RECORDS FOR THE EXERCISE START

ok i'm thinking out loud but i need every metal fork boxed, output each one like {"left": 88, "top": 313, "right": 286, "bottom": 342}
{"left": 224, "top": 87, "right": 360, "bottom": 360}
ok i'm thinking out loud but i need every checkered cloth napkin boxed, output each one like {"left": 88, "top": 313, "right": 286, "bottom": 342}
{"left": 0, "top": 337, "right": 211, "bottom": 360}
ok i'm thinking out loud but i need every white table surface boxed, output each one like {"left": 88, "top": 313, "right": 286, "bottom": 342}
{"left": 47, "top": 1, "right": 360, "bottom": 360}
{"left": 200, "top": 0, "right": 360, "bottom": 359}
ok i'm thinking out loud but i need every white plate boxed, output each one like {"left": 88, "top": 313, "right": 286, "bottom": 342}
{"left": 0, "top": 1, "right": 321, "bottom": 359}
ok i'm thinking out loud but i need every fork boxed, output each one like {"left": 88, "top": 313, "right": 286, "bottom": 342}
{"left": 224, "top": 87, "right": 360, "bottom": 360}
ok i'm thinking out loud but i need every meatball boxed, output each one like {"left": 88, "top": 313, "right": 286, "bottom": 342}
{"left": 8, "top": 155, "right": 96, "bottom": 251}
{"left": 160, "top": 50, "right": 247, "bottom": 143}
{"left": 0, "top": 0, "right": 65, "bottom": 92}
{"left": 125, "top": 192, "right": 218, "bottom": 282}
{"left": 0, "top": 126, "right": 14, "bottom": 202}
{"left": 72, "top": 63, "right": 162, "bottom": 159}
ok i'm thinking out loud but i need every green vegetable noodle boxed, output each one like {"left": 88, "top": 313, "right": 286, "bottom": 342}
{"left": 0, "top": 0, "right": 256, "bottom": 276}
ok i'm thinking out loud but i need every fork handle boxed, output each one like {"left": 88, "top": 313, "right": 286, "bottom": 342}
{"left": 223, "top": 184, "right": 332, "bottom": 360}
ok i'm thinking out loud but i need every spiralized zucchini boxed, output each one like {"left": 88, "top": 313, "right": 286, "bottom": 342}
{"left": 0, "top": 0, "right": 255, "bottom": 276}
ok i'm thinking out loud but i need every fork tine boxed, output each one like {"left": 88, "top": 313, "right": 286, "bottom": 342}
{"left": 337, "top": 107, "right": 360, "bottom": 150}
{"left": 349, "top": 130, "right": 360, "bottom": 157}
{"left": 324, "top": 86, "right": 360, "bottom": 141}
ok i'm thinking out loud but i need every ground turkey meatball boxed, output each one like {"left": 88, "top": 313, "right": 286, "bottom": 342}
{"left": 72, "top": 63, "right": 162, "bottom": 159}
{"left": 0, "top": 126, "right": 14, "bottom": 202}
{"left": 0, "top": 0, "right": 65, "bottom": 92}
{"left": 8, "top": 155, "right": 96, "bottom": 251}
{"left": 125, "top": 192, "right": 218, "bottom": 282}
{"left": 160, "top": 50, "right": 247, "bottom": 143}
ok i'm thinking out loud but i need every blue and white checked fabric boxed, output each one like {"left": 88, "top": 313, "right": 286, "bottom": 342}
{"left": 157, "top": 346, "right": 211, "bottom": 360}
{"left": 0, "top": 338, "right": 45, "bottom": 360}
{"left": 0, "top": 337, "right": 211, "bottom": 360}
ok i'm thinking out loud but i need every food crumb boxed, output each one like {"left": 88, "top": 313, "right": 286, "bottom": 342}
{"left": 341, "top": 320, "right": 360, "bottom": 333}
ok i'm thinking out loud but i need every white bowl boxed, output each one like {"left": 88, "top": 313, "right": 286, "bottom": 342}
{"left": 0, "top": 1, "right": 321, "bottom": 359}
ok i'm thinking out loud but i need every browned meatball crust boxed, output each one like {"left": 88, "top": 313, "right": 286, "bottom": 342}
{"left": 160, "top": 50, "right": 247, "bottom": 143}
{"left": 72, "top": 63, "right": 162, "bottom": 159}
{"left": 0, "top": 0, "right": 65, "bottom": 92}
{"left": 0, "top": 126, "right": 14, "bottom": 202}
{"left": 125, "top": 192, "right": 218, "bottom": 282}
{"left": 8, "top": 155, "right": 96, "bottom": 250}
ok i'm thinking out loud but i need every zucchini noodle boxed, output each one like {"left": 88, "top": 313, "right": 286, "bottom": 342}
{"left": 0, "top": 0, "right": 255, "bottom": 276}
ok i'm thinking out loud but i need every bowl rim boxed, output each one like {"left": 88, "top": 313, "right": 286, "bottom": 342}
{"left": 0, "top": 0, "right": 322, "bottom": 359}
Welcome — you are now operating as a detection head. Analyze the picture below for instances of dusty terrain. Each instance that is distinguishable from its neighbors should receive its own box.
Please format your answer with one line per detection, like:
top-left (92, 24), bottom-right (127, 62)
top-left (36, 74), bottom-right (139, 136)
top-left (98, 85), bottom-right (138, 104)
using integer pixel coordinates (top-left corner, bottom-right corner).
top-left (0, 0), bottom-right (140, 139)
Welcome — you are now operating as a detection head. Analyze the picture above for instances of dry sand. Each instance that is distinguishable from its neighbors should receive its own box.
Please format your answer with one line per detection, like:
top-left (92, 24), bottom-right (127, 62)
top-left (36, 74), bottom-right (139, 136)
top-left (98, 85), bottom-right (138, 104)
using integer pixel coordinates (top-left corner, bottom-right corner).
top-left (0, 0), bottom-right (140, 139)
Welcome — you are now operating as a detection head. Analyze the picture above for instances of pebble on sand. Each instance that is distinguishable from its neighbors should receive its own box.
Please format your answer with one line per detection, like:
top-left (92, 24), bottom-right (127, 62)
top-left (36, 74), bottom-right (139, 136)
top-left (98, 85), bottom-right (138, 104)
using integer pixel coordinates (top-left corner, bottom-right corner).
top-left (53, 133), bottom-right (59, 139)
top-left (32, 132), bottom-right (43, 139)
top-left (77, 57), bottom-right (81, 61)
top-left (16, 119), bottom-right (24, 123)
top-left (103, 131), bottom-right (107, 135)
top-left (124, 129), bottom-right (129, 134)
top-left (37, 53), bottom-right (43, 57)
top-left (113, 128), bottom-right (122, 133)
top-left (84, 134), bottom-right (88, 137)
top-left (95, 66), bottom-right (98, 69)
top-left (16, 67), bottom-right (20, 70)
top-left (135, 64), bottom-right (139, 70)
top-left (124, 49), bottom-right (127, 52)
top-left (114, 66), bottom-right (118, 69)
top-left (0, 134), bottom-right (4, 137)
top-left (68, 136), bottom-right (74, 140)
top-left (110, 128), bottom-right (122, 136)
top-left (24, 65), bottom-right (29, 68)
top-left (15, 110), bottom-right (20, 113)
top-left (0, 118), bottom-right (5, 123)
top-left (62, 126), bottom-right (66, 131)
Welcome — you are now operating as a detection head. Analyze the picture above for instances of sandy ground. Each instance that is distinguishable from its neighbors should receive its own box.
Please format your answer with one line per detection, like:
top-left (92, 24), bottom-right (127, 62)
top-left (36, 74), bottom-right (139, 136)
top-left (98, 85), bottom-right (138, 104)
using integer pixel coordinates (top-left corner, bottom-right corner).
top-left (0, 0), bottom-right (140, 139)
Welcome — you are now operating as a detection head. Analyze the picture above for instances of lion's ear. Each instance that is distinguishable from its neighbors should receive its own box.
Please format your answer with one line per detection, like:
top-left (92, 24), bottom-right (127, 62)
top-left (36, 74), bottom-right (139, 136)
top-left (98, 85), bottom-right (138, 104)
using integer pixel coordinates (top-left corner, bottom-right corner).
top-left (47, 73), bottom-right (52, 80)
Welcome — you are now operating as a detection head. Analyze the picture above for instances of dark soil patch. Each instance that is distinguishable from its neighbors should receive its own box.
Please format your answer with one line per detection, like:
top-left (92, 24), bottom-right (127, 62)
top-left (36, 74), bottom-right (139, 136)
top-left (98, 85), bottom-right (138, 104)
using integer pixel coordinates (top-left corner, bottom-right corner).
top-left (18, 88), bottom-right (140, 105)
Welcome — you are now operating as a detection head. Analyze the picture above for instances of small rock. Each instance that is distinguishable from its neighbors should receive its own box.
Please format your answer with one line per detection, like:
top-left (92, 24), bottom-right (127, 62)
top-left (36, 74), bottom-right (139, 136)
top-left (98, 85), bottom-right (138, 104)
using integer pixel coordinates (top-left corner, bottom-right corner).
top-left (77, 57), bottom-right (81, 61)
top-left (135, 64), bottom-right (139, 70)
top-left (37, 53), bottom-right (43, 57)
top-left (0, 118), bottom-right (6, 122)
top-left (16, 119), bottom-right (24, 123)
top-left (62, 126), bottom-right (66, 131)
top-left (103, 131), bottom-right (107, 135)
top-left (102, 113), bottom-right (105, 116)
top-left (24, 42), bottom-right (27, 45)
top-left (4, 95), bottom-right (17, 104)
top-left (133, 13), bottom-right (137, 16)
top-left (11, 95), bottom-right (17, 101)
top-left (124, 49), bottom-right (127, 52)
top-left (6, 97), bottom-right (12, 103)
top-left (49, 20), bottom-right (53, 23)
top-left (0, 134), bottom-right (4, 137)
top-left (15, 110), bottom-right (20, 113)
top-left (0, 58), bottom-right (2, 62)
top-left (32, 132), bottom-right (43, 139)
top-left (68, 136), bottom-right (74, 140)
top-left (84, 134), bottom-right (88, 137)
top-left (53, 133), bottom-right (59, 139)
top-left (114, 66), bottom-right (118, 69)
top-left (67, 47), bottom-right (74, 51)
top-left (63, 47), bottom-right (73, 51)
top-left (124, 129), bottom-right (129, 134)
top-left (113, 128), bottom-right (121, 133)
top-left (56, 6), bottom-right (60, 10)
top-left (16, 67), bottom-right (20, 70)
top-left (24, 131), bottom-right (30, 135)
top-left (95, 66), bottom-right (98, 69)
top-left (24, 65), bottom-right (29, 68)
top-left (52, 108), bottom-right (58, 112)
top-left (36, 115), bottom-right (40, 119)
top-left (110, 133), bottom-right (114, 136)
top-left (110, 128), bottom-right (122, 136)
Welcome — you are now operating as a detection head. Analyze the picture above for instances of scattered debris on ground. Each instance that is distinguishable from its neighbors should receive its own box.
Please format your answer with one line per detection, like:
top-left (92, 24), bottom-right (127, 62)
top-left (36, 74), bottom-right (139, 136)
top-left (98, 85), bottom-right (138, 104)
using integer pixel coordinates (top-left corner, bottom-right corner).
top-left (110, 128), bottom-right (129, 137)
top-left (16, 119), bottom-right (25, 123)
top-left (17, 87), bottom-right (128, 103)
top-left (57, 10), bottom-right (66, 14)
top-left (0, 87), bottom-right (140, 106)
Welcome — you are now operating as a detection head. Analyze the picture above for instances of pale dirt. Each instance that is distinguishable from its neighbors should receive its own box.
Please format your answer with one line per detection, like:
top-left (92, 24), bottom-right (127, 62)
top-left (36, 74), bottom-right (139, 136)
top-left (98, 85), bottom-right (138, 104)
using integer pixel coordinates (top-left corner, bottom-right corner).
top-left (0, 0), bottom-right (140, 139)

RECORDS FOR THE EXERCISE END

■ GOAL OF THE EXERCISE ■
Check each line of the entries for "instances" and copy those that have it.

■ RESPONSE AREA ■
Welcome — you are now operating as a detection head. Analyze the picture below for instances of dusty terrain. Each instance that is distinguishable from its neighbors should receive its own box.
Welcome — you are now operating as a detection head. Analyze the picture above for instances of dry sand. Each instance that is distinguishable from its neighbors should receive its own box.
Welcome — you are now operating as a detection head. Analyze the picture above for instances of pebble on sand. Each instance that is distinguishable from its neighbors should receive its own box.
Welcome — you are now operating as a detection head. Analyze the picture above for instances of sandy ground. Each instance that is distinguishable from its neighbors should receive its own box.
Welcome — you are now operating as a detection head. Analyze the picture above for instances of lion's ear. Each instance that is distinguishable from its neighbors should receive its own box.
Welcome — you are now operating as a detection head. Analyze the picture above for instances of dark soil patch. Each instance that is distinguishable from its neighbors should receive its own box.
Welcome — you are now operating as a detection head. Analyze the picture above for instances of small rock. Each instance that is distinguishable from its neighbors should receive its own box.
Welcome — you are now operating as a detection head. Analyze the picture above for instances of scattered debris on ground. Each instance that is distinguishable from its neighbors should receive its own box.
Welcome — you are now operating as a detection head. Analyze the picture above for instances of pale dirt. Each instance that is distinguishable from its neighbors should receive its own box.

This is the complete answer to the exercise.